Data extract:
——
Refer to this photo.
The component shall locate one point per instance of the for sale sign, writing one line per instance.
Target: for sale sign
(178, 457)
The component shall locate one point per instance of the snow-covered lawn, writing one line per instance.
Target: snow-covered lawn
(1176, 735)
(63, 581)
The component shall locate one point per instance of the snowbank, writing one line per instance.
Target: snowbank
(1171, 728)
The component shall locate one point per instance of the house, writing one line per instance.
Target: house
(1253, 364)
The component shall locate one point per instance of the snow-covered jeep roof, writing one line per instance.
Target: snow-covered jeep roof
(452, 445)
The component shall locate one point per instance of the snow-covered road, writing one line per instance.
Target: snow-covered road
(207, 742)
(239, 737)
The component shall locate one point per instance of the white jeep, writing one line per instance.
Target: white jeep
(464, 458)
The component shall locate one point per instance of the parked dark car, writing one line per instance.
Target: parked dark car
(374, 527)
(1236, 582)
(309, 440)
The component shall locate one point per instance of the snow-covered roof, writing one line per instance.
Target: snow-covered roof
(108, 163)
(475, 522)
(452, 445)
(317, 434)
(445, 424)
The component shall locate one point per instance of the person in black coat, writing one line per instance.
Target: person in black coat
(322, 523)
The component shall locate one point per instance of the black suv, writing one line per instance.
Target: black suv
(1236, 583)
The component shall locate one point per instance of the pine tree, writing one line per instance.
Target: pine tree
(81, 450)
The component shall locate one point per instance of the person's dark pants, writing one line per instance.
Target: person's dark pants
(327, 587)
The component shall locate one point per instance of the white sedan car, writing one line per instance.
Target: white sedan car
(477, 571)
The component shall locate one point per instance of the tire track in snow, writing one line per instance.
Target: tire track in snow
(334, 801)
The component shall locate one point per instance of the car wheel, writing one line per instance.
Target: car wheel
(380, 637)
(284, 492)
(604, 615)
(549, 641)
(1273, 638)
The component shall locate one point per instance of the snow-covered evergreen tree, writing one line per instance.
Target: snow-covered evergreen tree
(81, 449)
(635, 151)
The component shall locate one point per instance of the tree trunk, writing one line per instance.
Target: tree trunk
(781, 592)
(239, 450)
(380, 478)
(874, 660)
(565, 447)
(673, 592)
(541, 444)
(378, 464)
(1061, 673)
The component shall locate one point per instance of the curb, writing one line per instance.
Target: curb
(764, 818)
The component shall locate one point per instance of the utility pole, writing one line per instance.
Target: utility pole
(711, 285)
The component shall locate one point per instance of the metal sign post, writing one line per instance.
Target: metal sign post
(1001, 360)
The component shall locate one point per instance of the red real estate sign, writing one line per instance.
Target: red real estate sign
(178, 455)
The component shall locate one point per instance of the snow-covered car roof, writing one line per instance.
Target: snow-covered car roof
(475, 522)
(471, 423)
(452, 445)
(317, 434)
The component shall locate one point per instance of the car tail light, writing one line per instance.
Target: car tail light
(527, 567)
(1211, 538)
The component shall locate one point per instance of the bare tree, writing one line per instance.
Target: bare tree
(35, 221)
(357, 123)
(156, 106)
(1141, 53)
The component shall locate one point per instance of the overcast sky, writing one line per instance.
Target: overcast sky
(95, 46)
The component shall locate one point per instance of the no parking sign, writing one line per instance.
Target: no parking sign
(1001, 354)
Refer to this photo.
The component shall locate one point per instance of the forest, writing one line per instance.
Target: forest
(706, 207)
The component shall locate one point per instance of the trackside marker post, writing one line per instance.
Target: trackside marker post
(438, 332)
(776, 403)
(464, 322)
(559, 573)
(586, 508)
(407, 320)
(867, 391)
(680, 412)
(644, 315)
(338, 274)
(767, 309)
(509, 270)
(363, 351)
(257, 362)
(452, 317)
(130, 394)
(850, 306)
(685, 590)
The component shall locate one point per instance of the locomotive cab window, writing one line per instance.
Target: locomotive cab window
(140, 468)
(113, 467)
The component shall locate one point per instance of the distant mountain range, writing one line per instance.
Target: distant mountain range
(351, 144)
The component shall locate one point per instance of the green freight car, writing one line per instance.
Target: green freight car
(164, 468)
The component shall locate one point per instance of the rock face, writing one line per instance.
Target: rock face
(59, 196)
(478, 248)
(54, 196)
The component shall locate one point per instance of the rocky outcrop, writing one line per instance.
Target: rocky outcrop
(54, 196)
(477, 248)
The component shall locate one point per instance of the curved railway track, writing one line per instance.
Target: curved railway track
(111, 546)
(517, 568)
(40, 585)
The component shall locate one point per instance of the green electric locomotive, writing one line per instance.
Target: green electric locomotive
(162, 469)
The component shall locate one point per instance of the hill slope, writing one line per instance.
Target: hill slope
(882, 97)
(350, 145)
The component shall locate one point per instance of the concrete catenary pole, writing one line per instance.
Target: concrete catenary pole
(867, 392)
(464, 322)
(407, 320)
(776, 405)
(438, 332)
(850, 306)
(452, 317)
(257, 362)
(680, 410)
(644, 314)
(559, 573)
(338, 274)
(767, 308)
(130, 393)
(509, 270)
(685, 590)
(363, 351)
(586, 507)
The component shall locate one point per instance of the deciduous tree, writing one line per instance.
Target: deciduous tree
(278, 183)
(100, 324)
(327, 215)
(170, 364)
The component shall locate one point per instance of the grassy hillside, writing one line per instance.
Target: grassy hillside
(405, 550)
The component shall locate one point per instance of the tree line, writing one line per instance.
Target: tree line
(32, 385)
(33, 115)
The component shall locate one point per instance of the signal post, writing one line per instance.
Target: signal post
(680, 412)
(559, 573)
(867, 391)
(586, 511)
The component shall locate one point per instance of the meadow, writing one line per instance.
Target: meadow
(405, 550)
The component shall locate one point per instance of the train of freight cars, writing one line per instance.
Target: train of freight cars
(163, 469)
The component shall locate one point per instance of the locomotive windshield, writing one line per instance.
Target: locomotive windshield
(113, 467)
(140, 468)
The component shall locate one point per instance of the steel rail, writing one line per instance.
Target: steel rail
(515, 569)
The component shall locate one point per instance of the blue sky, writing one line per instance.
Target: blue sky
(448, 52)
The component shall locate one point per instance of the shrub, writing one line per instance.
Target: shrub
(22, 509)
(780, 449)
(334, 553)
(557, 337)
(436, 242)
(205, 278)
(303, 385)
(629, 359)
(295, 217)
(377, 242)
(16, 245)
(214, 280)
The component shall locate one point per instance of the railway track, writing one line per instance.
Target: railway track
——
Aim of the task: Write out exactly the lines above between the line with "Target: distant mountain range" and the line with "face, writing one line per instance.", inclusive, and nothing beyond them.

Solution for this task:
Target: distant mountain range
(351, 144)
The component shall locate one point per instance of the green freight car, writing one line per instance.
Target: green freight car
(164, 468)
The component shall locate one point per instance of the rock face, writing one line per instance.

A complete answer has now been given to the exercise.